__Data excerpts__.
━━━━━━━━━━
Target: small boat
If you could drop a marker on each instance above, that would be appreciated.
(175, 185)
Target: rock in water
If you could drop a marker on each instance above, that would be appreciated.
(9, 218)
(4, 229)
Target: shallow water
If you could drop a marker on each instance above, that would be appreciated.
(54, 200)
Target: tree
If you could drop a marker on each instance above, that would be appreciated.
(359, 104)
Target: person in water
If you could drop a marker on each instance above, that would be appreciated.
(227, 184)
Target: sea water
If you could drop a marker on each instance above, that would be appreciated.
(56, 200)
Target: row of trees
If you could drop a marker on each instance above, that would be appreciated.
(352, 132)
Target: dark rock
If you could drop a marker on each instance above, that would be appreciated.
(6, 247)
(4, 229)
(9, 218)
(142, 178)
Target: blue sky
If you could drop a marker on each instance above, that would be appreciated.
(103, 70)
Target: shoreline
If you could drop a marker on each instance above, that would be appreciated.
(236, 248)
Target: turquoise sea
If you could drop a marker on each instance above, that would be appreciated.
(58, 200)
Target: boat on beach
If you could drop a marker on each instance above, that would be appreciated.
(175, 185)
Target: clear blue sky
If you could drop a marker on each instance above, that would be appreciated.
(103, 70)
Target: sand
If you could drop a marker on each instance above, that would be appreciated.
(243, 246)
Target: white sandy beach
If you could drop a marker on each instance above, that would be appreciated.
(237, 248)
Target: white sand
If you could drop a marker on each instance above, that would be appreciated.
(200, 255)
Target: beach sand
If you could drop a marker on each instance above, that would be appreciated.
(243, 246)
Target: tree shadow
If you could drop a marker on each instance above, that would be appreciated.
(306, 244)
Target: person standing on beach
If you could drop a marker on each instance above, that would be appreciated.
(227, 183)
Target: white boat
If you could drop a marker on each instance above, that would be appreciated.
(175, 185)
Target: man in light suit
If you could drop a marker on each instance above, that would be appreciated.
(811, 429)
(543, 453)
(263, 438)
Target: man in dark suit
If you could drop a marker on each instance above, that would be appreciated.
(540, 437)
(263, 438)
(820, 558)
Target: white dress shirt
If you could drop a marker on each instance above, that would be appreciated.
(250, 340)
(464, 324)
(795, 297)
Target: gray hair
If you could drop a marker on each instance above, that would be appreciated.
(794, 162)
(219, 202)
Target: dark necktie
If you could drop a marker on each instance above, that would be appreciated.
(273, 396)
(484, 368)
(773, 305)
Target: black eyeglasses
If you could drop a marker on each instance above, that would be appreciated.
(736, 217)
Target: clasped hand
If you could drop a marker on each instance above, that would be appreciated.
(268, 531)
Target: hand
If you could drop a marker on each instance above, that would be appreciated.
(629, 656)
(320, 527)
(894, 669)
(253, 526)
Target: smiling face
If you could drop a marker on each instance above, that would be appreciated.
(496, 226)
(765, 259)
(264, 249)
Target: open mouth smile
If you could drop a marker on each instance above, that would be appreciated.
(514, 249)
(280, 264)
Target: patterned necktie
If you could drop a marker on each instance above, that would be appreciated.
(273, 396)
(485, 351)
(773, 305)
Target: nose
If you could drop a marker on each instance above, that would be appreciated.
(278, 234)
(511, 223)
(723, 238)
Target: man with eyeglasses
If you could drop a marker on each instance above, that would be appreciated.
━━━━━━━━━━
Whenever a line of the data includes the word "eyeglasses", show that line in full.

__Response__.
Target: black eyeglasses
Target: man with eyeglasses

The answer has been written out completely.